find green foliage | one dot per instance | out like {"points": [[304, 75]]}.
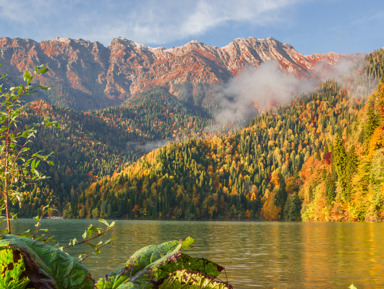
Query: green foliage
{"points": [[351, 187], [375, 64], [45, 266], [12, 269], [228, 177], [94, 144], [164, 265], [18, 168]]}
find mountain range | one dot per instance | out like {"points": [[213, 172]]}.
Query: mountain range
{"points": [[87, 75], [117, 103]]}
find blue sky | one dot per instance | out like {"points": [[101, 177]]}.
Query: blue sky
{"points": [[343, 26]]}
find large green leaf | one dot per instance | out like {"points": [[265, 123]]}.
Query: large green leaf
{"points": [[12, 269], [45, 266], [138, 265], [155, 265], [184, 278]]}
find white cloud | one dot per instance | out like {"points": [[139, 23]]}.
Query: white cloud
{"points": [[144, 21]]}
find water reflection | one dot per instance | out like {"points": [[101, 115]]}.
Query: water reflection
{"points": [[255, 254]]}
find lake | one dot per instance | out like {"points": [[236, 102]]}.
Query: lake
{"points": [[254, 254]]}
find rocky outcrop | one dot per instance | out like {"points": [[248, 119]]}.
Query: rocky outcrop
{"points": [[95, 76]]}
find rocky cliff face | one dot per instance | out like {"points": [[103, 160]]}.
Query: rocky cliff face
{"points": [[94, 76]]}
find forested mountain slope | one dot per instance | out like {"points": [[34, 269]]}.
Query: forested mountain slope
{"points": [[253, 173], [90, 145], [351, 186]]}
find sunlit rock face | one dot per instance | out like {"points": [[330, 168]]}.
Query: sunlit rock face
{"points": [[95, 76]]}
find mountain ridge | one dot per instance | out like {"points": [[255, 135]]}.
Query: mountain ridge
{"points": [[96, 76]]}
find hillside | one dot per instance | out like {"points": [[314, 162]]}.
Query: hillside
{"points": [[87, 75], [254, 173], [251, 174], [92, 145]]}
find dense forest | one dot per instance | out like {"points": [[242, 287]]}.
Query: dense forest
{"points": [[254, 173], [317, 158], [94, 144]]}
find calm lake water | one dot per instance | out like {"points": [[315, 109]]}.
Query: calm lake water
{"points": [[255, 254]]}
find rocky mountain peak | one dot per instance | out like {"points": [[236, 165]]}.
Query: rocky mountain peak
{"points": [[95, 76]]}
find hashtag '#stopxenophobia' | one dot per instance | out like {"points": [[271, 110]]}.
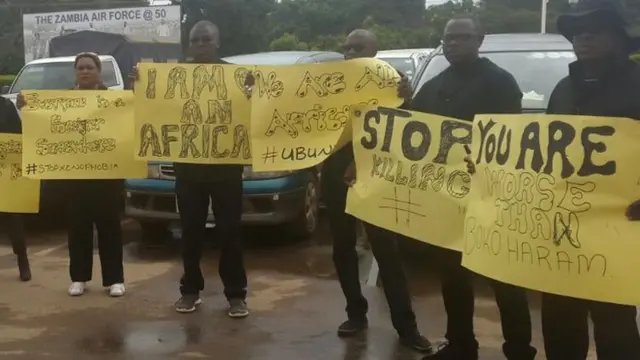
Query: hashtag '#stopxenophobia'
{"points": [[45, 168]]}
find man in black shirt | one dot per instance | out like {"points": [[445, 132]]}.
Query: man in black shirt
{"points": [[361, 44], [472, 85], [197, 186], [10, 123], [603, 82]]}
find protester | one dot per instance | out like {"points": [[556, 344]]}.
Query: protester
{"points": [[10, 124], [93, 202], [472, 85], [196, 186], [360, 44], [602, 82]]}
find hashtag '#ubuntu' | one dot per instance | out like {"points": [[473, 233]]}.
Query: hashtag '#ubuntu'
{"points": [[270, 154]]}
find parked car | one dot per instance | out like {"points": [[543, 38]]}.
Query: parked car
{"points": [[406, 61], [58, 73], [537, 61], [288, 198]]}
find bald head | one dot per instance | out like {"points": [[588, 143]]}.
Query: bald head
{"points": [[204, 41], [360, 43]]}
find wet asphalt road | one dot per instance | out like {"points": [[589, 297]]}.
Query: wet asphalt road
{"points": [[295, 300]]}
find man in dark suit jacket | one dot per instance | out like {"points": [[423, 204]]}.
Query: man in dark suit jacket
{"points": [[10, 123]]}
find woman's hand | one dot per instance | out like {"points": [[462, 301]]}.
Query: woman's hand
{"points": [[471, 167], [249, 82], [404, 89], [20, 101], [633, 211], [350, 174], [134, 76]]}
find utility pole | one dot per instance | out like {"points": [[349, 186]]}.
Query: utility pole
{"points": [[543, 17]]}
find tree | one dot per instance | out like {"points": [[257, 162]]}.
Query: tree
{"points": [[287, 42]]}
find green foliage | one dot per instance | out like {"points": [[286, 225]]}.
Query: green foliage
{"points": [[6, 79], [248, 26], [288, 42]]}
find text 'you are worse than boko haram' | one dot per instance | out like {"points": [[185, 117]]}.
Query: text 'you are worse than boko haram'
{"points": [[177, 120], [537, 181]]}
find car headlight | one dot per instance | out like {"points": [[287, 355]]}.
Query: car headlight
{"points": [[153, 171], [249, 174]]}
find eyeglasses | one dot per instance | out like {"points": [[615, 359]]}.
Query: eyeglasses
{"points": [[447, 38]]}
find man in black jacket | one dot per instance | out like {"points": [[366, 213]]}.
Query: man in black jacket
{"points": [[198, 186], [472, 85], [603, 82], [361, 44], [10, 123]]}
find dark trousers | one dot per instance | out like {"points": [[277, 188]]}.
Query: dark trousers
{"points": [[566, 331], [99, 203], [384, 247], [13, 226], [226, 202], [458, 296]]}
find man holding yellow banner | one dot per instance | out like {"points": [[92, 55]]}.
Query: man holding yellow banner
{"points": [[472, 85], [202, 182], [363, 44], [603, 82]]}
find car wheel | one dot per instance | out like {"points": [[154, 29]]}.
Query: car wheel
{"points": [[154, 232], [307, 223]]}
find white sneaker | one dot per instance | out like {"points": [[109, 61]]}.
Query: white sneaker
{"points": [[116, 290], [76, 289]]}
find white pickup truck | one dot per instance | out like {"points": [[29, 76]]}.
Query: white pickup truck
{"points": [[59, 74]]}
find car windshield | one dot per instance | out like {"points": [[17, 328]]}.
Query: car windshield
{"points": [[57, 76], [537, 73], [403, 65]]}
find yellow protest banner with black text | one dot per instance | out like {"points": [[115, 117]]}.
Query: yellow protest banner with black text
{"points": [[79, 135], [547, 206], [411, 176], [17, 194], [300, 114], [192, 113]]}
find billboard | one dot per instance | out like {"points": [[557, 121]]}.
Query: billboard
{"points": [[156, 24]]}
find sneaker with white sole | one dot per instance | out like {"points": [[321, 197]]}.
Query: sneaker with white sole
{"points": [[238, 309], [76, 288], [116, 290]]}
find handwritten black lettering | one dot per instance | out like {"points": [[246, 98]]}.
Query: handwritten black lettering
{"points": [[195, 141], [33, 102], [265, 84], [316, 119], [495, 242], [427, 177], [322, 85], [383, 76]]}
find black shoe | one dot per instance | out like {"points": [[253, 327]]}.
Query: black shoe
{"points": [[417, 342], [352, 327], [188, 303], [238, 309], [24, 268], [448, 352]]}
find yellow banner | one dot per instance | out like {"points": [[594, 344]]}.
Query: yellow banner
{"points": [[411, 176], [192, 113], [79, 135], [17, 194], [547, 206], [299, 113]]}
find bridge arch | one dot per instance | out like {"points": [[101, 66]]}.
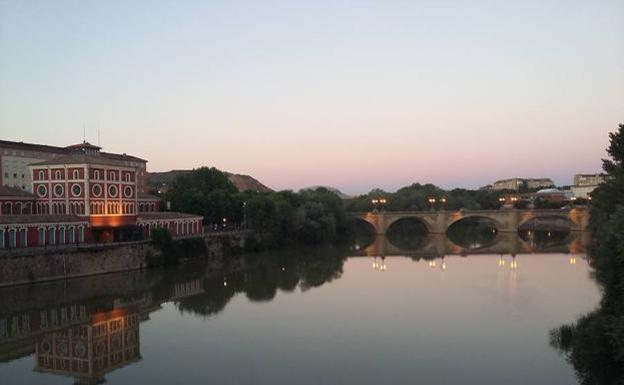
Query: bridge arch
{"points": [[419, 218], [547, 222], [495, 222]]}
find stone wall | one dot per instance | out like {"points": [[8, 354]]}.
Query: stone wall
{"points": [[46, 265]]}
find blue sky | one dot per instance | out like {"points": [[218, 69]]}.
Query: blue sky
{"points": [[353, 94]]}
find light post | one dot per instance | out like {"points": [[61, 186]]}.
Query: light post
{"points": [[382, 202], [378, 202], [432, 201]]}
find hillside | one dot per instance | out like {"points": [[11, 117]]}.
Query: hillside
{"points": [[332, 189], [158, 180]]}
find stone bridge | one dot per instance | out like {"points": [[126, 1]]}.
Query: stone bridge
{"points": [[504, 243], [505, 220]]}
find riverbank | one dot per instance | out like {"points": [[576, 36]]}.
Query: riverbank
{"points": [[47, 264]]}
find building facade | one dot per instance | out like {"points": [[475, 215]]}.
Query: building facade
{"points": [[588, 179], [15, 158], [517, 184]]}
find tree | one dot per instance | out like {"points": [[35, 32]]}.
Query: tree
{"points": [[615, 151]]}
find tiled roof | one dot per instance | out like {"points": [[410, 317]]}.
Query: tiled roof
{"points": [[147, 196], [6, 191], [81, 158], [63, 150], [24, 219], [166, 215]]}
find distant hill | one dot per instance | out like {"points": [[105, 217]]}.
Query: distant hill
{"points": [[158, 180], [332, 189]]}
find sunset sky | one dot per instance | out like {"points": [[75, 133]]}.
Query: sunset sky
{"points": [[351, 94]]}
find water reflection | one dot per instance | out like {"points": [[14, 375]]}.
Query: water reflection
{"points": [[88, 328], [88, 351]]}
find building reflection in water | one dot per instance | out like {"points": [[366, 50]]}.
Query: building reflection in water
{"points": [[87, 352]]}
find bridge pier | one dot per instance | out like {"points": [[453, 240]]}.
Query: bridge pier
{"points": [[506, 221]]}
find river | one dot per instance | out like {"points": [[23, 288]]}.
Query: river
{"points": [[322, 316]]}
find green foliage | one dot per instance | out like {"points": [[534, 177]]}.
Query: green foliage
{"points": [[415, 198], [207, 192], [595, 343], [312, 217], [615, 151]]}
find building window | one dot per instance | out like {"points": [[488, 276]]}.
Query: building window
{"points": [[42, 190], [12, 242], [62, 235], [112, 191], [58, 190], [51, 236], [23, 241], [76, 190], [41, 237]]}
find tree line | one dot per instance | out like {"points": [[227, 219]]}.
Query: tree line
{"points": [[594, 344]]}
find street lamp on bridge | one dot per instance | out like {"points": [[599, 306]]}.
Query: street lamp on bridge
{"points": [[431, 201], [378, 201]]}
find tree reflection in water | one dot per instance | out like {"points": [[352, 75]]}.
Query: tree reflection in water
{"points": [[272, 273], [594, 344]]}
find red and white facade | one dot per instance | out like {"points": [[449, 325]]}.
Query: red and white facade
{"points": [[83, 190]]}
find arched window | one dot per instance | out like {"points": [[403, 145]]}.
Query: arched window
{"points": [[23, 238], [51, 236], [41, 237], [61, 235], [80, 234], [12, 242]]}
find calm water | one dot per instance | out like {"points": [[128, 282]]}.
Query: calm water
{"points": [[317, 317]]}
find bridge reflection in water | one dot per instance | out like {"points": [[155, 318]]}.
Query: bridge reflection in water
{"points": [[89, 327], [438, 245]]}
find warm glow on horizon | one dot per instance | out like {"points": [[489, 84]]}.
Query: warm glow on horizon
{"points": [[350, 95]]}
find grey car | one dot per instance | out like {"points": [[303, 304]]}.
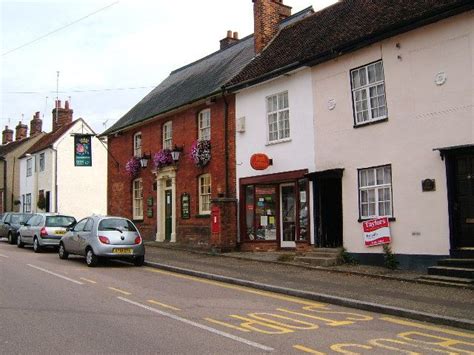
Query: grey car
{"points": [[10, 223], [44, 230], [97, 237]]}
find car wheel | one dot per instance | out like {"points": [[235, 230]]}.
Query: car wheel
{"points": [[11, 240], [19, 243], [139, 260], [36, 246], [63, 254], [91, 258]]}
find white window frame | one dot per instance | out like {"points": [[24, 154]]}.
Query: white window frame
{"points": [[368, 93], [204, 125], [29, 167], [278, 117], [137, 144], [41, 162], [375, 192], [204, 194], [168, 135], [137, 191]]}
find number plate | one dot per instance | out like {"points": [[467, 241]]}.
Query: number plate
{"points": [[122, 251]]}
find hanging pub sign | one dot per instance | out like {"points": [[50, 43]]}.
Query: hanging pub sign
{"points": [[260, 161], [376, 232], [82, 150]]}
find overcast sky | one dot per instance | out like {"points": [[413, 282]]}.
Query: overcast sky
{"points": [[109, 54]]}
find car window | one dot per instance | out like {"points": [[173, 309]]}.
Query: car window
{"points": [[88, 226], [60, 221], [120, 224], [80, 226]]}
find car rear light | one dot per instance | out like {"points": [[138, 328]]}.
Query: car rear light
{"points": [[104, 240]]}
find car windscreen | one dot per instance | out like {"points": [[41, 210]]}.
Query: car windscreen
{"points": [[60, 221], [19, 218], [119, 224]]}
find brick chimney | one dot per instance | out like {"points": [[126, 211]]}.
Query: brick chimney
{"points": [[36, 124], [230, 39], [21, 131], [61, 116], [267, 15], [7, 135]]}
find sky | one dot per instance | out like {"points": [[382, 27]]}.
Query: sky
{"points": [[109, 54]]}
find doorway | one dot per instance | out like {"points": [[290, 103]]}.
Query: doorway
{"points": [[288, 216]]}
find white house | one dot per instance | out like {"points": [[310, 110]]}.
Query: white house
{"points": [[66, 170]]}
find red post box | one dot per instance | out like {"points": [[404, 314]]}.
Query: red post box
{"points": [[215, 219]]}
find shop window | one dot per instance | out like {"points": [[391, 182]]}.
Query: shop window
{"points": [[137, 199]]}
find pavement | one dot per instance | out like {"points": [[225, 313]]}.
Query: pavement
{"points": [[370, 288]]}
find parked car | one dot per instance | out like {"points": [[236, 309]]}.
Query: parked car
{"points": [[10, 223], [98, 237], [44, 230]]}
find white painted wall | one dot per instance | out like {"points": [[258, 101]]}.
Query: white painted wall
{"points": [[422, 116], [295, 154], [81, 190]]}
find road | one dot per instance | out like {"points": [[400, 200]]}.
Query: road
{"points": [[50, 306]]}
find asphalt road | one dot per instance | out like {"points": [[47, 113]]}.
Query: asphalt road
{"points": [[50, 306]]}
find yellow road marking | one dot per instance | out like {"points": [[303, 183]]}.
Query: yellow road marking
{"points": [[307, 350], [163, 305], [240, 288], [227, 325], [427, 327], [120, 291], [91, 281]]}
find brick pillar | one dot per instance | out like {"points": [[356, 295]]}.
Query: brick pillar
{"points": [[225, 237]]}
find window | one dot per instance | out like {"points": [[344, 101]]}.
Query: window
{"points": [[204, 125], [278, 117], [27, 203], [368, 93], [205, 194], [137, 145], [29, 167], [375, 192], [168, 135], [137, 199], [42, 162]]}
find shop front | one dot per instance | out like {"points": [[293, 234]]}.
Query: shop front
{"points": [[275, 212]]}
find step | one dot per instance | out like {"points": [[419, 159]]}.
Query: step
{"points": [[451, 272], [318, 261], [458, 281], [457, 262]]}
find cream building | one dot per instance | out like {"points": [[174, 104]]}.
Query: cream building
{"points": [[66, 170]]}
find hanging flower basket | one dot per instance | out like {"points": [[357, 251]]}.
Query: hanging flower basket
{"points": [[201, 153], [133, 167], [162, 158]]}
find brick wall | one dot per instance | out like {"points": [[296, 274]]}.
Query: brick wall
{"points": [[194, 231]]}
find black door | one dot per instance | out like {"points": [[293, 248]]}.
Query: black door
{"points": [[463, 207]]}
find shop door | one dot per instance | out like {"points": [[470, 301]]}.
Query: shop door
{"points": [[464, 201], [168, 215], [288, 216]]}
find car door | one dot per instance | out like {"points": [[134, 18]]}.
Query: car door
{"points": [[71, 243], [85, 235]]}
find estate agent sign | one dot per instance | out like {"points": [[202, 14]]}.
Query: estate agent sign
{"points": [[376, 232]]}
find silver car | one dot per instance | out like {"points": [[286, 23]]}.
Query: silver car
{"points": [[98, 237], [44, 230]]}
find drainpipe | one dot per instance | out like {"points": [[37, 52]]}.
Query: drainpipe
{"points": [[226, 148]]}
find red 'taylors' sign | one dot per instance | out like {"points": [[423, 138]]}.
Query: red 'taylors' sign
{"points": [[260, 161]]}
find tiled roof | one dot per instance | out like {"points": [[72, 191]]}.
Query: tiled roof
{"points": [[190, 83], [7, 148], [342, 28], [50, 138]]}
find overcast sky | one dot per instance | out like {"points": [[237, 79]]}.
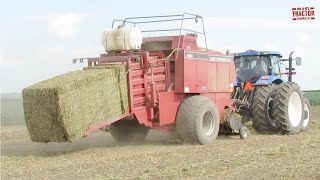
□ □ □ □ □ □ □
Exercise brief: Among the entries above, find the line with "Query: asphalt road" and the line with "find window |"; give again exactly these two lines and all lines between them.

Written response:
Query: asphalt road
{"points": [[50, 306]]}
find yellow road marking | one dot per instance | out like {"points": [[303, 183]]}.
Query: yellow road marking
{"points": [[307, 350], [163, 305], [240, 288], [227, 325], [427, 327], [120, 291], [91, 281]]}
find brick pillar | one dot per instance | out like {"points": [[356, 295]]}.
Query: brick pillar
{"points": [[225, 237]]}
find window | one dot per instance | out like {"points": [[344, 101]]}.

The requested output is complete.